Task list:
1 – In the biography of Rasim Ljajić, on what date did he become president of FK Partizan?
2 – Carry on the Rasim Ljajić biography from its final sentence.
[[ Study text, beginning ]]
President of FK Partizan
- Incumbent
- Assumed office 22 October 2024
- Preceded by: Milorad Vučelić

Deputy Prime Minister of Serbia
- In office 27 July 2012 – 28 October 2020
- Prime Minister: Ivica Dačić Aleksandar Vučić Ivica Dačić (Acting) Ana Brnabić
- Preceded by: Verica Kalanović
- Succeeded by: Branko Ružić Maja Gojković Branislav Nedimović

Minister of Trade, Tourism and Telecommunications
- In office 27 July 2012 – 28 October 2020
- Prime Minister: Ivica Dačić Aleksandar Vučić Ivica Dačić (Acting) Ana Brnabić
- Preceded by: Dušan Petrović (Trade) Milutin Mrkonjić (Telecommunications)
- Succeeded by: Tatjana Matić

Minister of Labour and Social Policy
- In office 15 May 2007 – 27 July 2012
- Prime Minister: Vojislav Koštunica Mirko Cvetković
- Preceded by: Slobodan Lalović
- Succeeded by: Jovan Krkobabić

Minister of Human and Minority Rights of Serbia and Montenegro
- In office 17 March 2003 – 3 June 2006
- President: Svetozar Marović

Minister of National and Ethnic Communities of FR Yugoslavia
- In office 4 November 2000 – 7 March 2003
- President: Vojislav Koštunica
- Prime Minister: Zoran Žižić Dragiša Pešić

Personal details
- Born: 28 January 1964 (age 62) Novi Pazar, SR Serbia, SFR Yugoslavia
- Party: Social Democratic Party of Serbia (2008–)
- Other political affiliations: Sandžak Democratic Party (1993–) Party of Democratic Action of Sandžak (1990–1993)
- Education: University of Sarajevo
- Occupation: Politician
- Profession: Physician

= Rasim Ljajić =

Serbian politician (born 1964)

Rasim Ljajić (Note: Расим Љајић, /sh/) (born 28 January 1964) is a Serbian politician and sports administrator who currently serves as president of FK Partizan.
[[ Study text, end ]]
[[ Records provided, beginning ]]
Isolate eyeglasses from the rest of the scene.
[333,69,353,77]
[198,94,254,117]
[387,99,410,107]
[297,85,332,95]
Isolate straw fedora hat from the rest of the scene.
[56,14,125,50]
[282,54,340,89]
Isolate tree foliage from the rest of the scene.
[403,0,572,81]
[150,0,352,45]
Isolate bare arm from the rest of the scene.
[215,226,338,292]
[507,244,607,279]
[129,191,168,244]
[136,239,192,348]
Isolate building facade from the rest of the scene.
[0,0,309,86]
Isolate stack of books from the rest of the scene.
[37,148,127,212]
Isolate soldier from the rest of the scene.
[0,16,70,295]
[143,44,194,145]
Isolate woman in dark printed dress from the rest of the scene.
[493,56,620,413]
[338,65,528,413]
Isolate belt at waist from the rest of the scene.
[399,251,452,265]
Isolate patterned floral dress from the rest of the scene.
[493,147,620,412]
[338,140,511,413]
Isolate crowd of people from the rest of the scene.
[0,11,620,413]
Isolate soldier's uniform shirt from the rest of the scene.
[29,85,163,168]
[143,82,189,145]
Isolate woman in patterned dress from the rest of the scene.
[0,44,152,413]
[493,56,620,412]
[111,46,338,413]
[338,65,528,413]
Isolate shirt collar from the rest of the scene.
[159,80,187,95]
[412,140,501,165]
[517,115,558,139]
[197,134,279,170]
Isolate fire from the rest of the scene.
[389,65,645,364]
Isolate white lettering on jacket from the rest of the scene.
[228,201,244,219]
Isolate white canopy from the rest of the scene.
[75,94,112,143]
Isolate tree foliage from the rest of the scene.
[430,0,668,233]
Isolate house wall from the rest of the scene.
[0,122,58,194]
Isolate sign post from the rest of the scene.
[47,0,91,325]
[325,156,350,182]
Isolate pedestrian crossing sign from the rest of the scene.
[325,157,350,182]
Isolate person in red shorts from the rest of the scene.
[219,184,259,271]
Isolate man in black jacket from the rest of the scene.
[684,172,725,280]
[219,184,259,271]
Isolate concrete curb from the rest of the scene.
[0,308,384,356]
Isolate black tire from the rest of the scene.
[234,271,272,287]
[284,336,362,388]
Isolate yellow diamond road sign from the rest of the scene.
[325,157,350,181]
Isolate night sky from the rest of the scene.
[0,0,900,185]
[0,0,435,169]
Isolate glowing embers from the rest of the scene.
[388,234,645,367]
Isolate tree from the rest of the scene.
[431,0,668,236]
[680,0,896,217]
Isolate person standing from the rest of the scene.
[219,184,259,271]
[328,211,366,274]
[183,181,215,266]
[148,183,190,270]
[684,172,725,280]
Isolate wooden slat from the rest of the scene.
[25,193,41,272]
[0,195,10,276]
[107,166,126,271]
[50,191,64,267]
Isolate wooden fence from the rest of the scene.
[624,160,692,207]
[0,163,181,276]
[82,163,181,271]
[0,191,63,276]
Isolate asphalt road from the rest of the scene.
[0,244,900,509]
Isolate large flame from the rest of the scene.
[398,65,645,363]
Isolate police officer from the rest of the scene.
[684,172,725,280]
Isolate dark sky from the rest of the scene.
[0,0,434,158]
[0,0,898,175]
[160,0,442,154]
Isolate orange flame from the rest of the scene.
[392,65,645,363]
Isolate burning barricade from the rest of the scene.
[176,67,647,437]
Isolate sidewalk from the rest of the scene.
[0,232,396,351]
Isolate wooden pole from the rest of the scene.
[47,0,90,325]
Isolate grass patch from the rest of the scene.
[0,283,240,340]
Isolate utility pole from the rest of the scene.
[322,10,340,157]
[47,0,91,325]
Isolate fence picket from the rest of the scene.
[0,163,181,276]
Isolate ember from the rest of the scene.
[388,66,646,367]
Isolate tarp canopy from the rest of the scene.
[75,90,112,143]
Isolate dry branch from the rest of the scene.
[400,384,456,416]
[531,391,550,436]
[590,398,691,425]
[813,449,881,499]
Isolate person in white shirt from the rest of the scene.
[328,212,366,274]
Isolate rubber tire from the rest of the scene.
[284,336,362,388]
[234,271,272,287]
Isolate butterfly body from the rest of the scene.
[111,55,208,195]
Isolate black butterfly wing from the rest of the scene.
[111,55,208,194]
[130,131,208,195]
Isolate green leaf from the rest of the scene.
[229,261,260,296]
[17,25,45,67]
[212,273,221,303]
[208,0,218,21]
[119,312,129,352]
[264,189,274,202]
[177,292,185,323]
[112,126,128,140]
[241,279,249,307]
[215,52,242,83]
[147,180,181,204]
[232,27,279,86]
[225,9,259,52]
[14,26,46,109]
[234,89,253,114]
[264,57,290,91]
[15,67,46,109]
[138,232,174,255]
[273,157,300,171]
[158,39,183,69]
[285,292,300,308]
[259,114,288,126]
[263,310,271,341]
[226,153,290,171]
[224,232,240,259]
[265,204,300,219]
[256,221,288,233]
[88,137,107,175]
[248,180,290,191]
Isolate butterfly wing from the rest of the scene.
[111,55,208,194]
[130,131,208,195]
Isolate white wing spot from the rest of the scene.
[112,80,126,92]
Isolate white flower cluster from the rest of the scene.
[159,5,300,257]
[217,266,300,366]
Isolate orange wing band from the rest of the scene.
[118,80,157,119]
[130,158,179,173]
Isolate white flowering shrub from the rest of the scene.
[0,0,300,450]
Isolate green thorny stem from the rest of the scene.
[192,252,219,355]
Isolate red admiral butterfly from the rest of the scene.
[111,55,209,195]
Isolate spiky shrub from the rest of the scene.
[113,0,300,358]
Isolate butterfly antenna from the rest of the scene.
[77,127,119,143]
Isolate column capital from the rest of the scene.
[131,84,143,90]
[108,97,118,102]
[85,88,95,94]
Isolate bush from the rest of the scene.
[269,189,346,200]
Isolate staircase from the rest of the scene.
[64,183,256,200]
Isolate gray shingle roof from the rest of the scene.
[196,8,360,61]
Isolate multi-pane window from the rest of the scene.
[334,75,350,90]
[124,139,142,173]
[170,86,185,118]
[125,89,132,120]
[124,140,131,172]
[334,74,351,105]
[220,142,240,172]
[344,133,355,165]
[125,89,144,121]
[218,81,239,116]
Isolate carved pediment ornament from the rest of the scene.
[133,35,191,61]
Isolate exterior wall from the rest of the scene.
[[ Records provided, end ]]
Results of the tasks:
1 – 22 October 2024

2 –
A prominent Bosniak politician from Novi Pazar and president of Social Democratic Party of Serbia, he served in multiple ministerial positions of the Government of Serbia from 2000 to 2020. Following the overthrow of Slobodan Milošević, he first served as Minister of Human and Minority Rights of FR Yugoslavia/Serbia and Montenegro from 2000 to 2006. Ljajić was also the president of the National Council for Cooperation with the Hague Tribunal. From 2007 to 2012, he served as Minister of Labour, Employment, Veteran and Social Policy.

From 2012 to 2020, he served as both the Deputy Prime Minister of Serbia and the Minister of Trade, Tourism and Telecommunications.

As of October 2024 he has served as president of FK Partizan.

==Education==
Ljajić was born in Novi Pazar to a Bosniak Muslim family. After finishing high school, he graduated from the University of Sarajevo School of Medicine.

==Political career==
In 1990, Ljajić was elected Secretary General of the Party of Democratic Action of Sandžak as one of its founders, a branch of the SDA in the Republic of Bosnia and Herzegovina, aimed at gathering Bosniaks in Serbia. In 1993 he left the party and with dissidents formed the Sandžak Democratic Party, criticizing Sulejman Ugljanin for being an extremist and endorsing separatism from Yugoslavia in an effort to join an enlarged Bosnia dominated by Bosnian Muslims.

One of the Democratic Opposition of Serbia leaders, he became Minister of Human and Minority Rights in 2000 after the fall of Slobodan Milošević, and his mandate as a minister was extended in the rump DS-led 2001 government.

Ljajić is the long-term Head of the Coordination Team with the Hague Tribunal. In the 2003 parliamentary election he unsuccessfully led a "Together for Tolerance" coalition, along with Nenad Čanak of the League of Social Democrats of Vojvodina and Jožef Kasa of the Alliance of Vojvodina Hungarians. The coalition received 4.2% of the vote and did not pass the 5% threshold.

==Sports administration==
In 2024, Ljajić was elected president of FK Partizan temporary governing body.

Since his appoimtment he has repeatedly stated that his primary goal at the club is financial stabilization and reducing debt. By August 2026 club's debt was reduced by about 30% which was a major success compared to previous boards. Ljajić restuctured the way club functioned and made good transfer calls, making profit in both seasons in charge. However, Partizan had little success on the pitch and major turmoil beggan to brew between Ljajić and sport director Predrag Mijatović. This led to a highly anticipated club assembly session on 1 June 2026. Both Ljajić and Mijatović were reelected to their positions, but Mijatović decided to resign.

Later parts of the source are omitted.